#### SOURCE TEXT
◇ ◇ ◇ ◇ ◇

Wonder Boi Writes

Small Town Kid’s Long Way Home

It’s August 1, which means we have exactly 31 days until the release of The Long Way Home. I’ve been so wrapped up in other projects, traveling, and life in general that I haven’t had time to think about The Long Way Home much until I arrived in my home town this weekend.

I’m from Carlinville, Illinois, population 5400, and if you’ve followed this blog, you know I have a complex relationship with my home town. I never came out while living here because I was terrified of people’s reactions. Folks in the corn belt don’t hold pride marches. They fill Southern Baptist churches, carry membership cards for the NRA, and pray before football games. As a gay teen who watched Queer As Folk in the basement with the lights off and the closed captioning on, I felt suffocated at best and terrified at worst.

I’m not a teenager any more. I got out, grew up, and got educated. I like art house theaters and indie documentaries and goat cheese and all sorts of things you can’t get in Carlinville. I’m a leftist, socialist, academic, lesbian.  I always envisioned myself making a break for the Castro or the Village, or even Boystown. That was the life for me, the life I was told to want, the life I did want in a lot of ways. Still, at the end of the day, I also felt myself being drawn back to small town America.

◇ ◇ ◇ ◇ ◇

#### COLLECTED MATERIAL
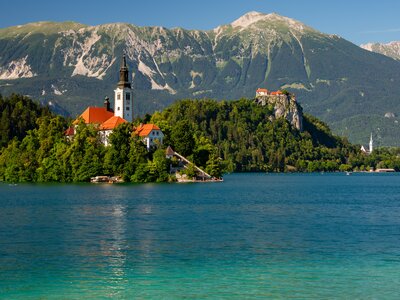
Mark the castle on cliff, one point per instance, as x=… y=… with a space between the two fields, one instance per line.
x=284 y=106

◇ ◇ ◇ ◇ ◇

#### TASKS TO COMPLETE
1. In the blog post, what is the population of Carlinville, Illinois?
2. Condense the blog post's paragraph beginning "I'm from Carlinville" into a short bulleted list that keeps its main facts.
3. Reproduce word for word the part of the blog post starting at "Wonder Boi Writes" and ending at "town this weekend.".
The listing has nothing to do with the work here.

#### RESPONSES TO THE TASKS
1. 5400

2.
- Hometown is Carlinville, Illinois (population 5400), with a complex relationship to it.
- Never came out while living there, out of terror of people's reactions.
- People in the corn belt don't hold pride marches. They fill Southern Baptist churches, carry NRA membership cards, and pray before football games.
- As a gay teen watching Queer As Folk in the basement with the lights off and closed captioning on, felt suffocated at best and terrified at worst.

3.
Wonder Boi Writes

Small Town Kid’s Long Way Home

It’s August 1, which means we have exactly 31 days until the release of The Long Way Home. I’ve been so wrapped up in other projects, traveling, and life in general that I haven’t had time to think about The Long Way Home much until I arrived in my home town this weekend.